*Provided text*
>> START
Sin-Decade is the fourth studio album by the Danish hard rock/heavy metal band Pretty Maids. It was produced by Flemming Rasmussen and Pretty Maids, and released in 1992 by Columbia Records.

After the relative commercial failure of the band's previous album, Jump the Gun (1990), the bass guitarist Allan Delong, the keyboard player Alan Owen and the drummer Phil More left the group by late 1990, leaving only the singer Ronnie Atkins and the guitarist Ken Hammer. The two remaining members began writing songs for a new album, this time with "full creative control" according to Atkins. Due to the tumultuous situation around the band, Atkins and Hammer wrote "aggressive and heavy" songs. According to Atkins, the band decided to work with the Danish producer Flemming Rasmussen to avoid the "over-produced" sound of Jump the Gun. To complete the band's line-up, Atkins and Hammer recruited drummer Michael Fast and bass guitar player Kenn Jackson.
>> END
*Dataset records*
>> START
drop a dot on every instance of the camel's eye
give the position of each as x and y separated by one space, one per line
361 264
>> END
>> START
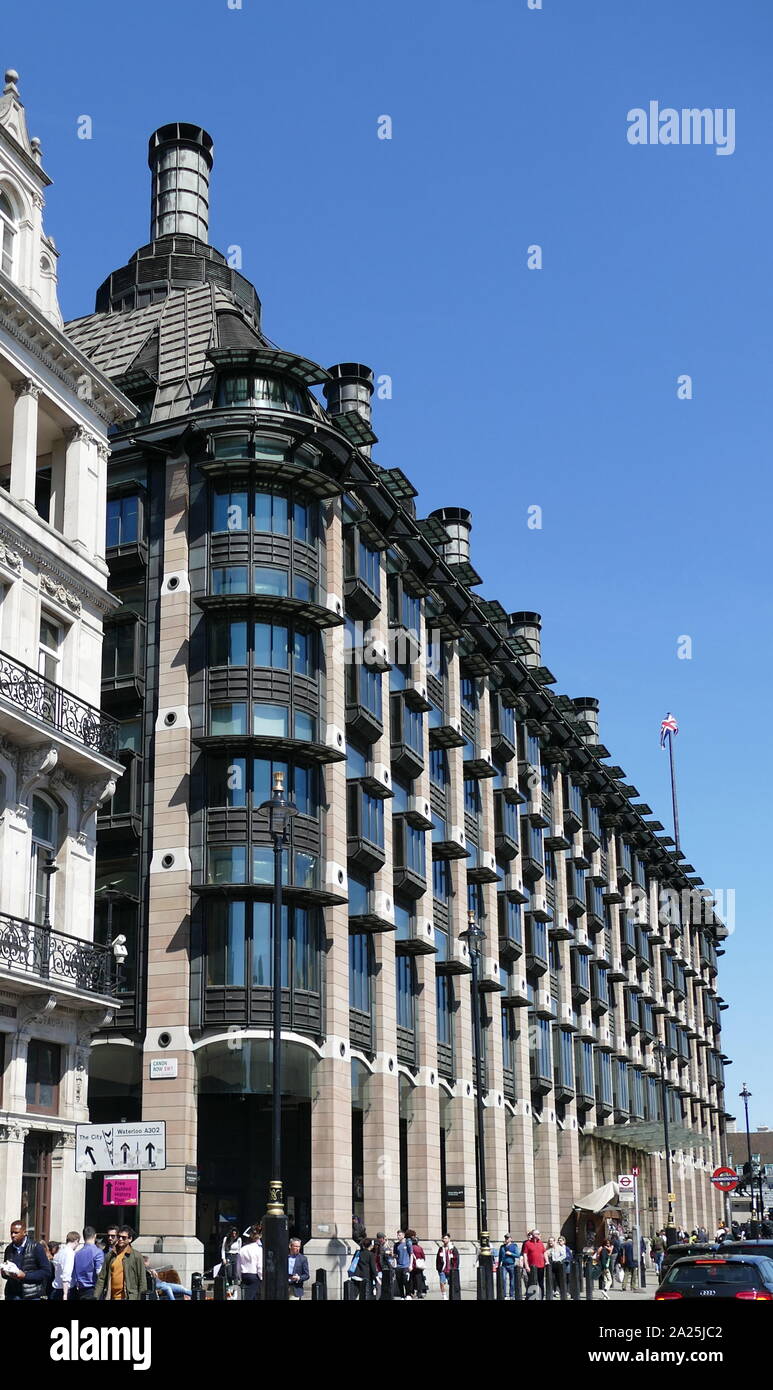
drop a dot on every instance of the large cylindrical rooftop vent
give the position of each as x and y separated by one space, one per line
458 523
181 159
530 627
>> END
*Set of tasks*
A) According to the text on Sin-Decade, why did the band choose to work with the producer Flemming Rasmussen? Answer in one to three sentences.
B) Answer these from the text on Sin-Decade:
(i) Which record label released the album?
(ii) Which two members were left in the band by late 1990?
(iii) Who was recruited as the new drummer?

*Written responses*
A) According to Atkins, the band chose Flemming Rasmussen to avoid the "over-produced" sound of their previous album, Jump the Gun.

B)
(i) Columbia Records
(ii) The singer Ronnie Atkins and the guitarist Ken Hammer
(iii) Michael Fast